**Предложенный отрывок**
К его пониманию миссии искусства добавился новый акцент — жажда искусства «утешительного». Это понятие ранее не встречалось в его рассуждениях, теперь оно присутствует непременно. Ко всему присоединяется настойчивое и страстное желание нести искусством не просто правдивую, но еще и утешающую весть, способную внушить надежду, что «творец еще возьмет реванш» — ведь даже в неудачном его этюде заложены прекрасные обещания. Идеалом Ван Гога стало — создавать «нечто миротворное и радующее».
«Миротворное и радующее» — не к этому ли стремились и, пожалуй, вернее того достигали импрессионисты, особенно Ренуар, а впоследствии Матисс? Но Ван Гог искал другой утешительности: ему мало было показать умиротворенную красоту природы, очарование женщины, создать гармоническую симфонию цвета. Он по-прежнему был максималистом. Утешение, которого он искал, связывалось со
Излишне говорить, что тоска по высшему смыслу жизни, владевшая им, не имела теперь ничего общего с учением церкви, с ортодоксальной религией. В ее лоно Ван Гог не собирался возвращаться. Ад, рай, загробные муки, загробное блаженство — эти понятия были для него обесценены. Он глядел на все это трезвым взглядом скептика и утешения, даруемые церковью, отвергал. Он готов был принять какую-то иную утопию — пусть такую, как у Толстого, пусть «научно доказуемую», пусть и не связанную с постулатом личного бессмертия, — лишь бы оправдывающую человеческие страдания как не напрасные и освящающую волю к творчеству, как проявление общего закона мироздания.

**Раздел набора данных**
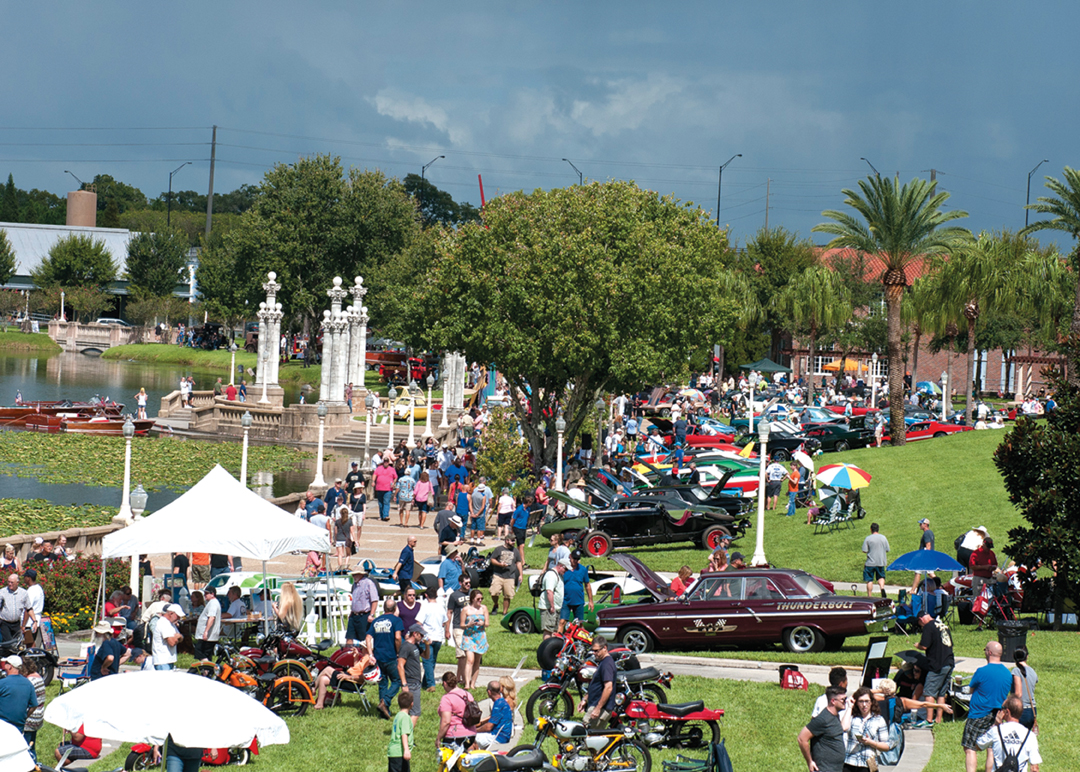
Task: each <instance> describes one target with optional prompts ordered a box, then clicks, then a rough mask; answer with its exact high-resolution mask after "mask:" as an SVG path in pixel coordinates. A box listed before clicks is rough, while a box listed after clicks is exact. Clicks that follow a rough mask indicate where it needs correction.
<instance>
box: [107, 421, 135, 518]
mask: <svg viewBox="0 0 1080 772" xmlns="http://www.w3.org/2000/svg"><path fill="white" fill-rule="evenodd" d="M123 432H124V489H123V492H122V493H121V495H120V511H119V512H118V513H117V514H116V515H114V516H113V517H112V522H113V523H120V524H122V525H131V524H132V523H133V520H134V518H133V517H132V502H131V492H132V437H134V436H135V423H134V421H132V417H131V416H127V419H126V420H125V421H124V428H123Z"/></svg>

**Задание**
Что, согласно отрывку о Ван Гоге, стало идеалом художника?

**Письменный ответ**
Его идеалом стало создавать «нечто миротворное и радующее».